Document text:
BEGIN

Welcome to the June 2021 edition of the HR Law Newsletter. 

The end of the financial year is always a busy time for businesses. There are many changes which start to come into effect on 1 July 2021.  We have set out a summary of the changes businesses need to be aware of below:


Do you employ employees paid over the high income threshold?  Do your contracts contain a guarantee of annual earnings?  If so, you need to be aware of the increase to the high income threshold announced today and take action now.

From 1 July 2021, the income cap that determines both access to the unfair dismissal jurisdiction and eligibility for guarantees of annual earnings (for the high income threshold) will increase from $153,600.00 to $158,500.00.

Employees who earn over the high income threshold are considered “high income employees” under the Fair Work Act 2009 (Cth) (“FW Act”) and if they enter into a guarantee of annual earnings with their employer (which must be very clearly and carefully drafted in an employment contract):

  • No Modern Award will apply to that employee; and
  • The employee cannot bring unfair dismissal proceedings against their employer following the termination of their employment.

END

Input data:
BEGIN

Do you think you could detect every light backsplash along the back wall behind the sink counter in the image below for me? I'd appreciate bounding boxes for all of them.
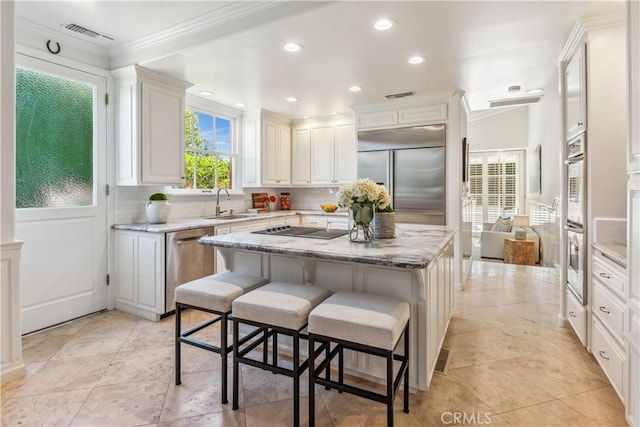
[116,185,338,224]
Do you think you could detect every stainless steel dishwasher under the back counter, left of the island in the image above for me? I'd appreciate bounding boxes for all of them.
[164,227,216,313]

END
BEGIN

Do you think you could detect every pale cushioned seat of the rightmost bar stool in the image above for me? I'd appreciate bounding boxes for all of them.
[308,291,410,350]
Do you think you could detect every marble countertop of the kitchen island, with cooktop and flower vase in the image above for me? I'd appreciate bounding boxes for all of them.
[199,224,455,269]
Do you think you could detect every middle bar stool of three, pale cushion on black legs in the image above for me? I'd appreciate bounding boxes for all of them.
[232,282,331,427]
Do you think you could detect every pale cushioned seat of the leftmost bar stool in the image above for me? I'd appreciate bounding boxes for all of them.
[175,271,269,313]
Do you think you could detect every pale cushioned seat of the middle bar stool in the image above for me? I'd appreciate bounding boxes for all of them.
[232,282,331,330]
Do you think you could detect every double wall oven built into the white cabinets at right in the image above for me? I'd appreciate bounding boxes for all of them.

END

Task objective:
Please retype the passage of the HR law newsletter that begins with the words containing "The end of the" and ends with "take action now.".

Output of the task:
The end of the financial year is always a busy time for businesses. There are many changes which start to come into effect on 1 July 2021.  We have set out a summary of the changes businesses need to be aware of below:


Do you employ employees paid over the high income threshold?  Do your contracts contain a guarantee of annual earnings?  If so, you need to be aware of the increase to the high income threshold announced today and take action now.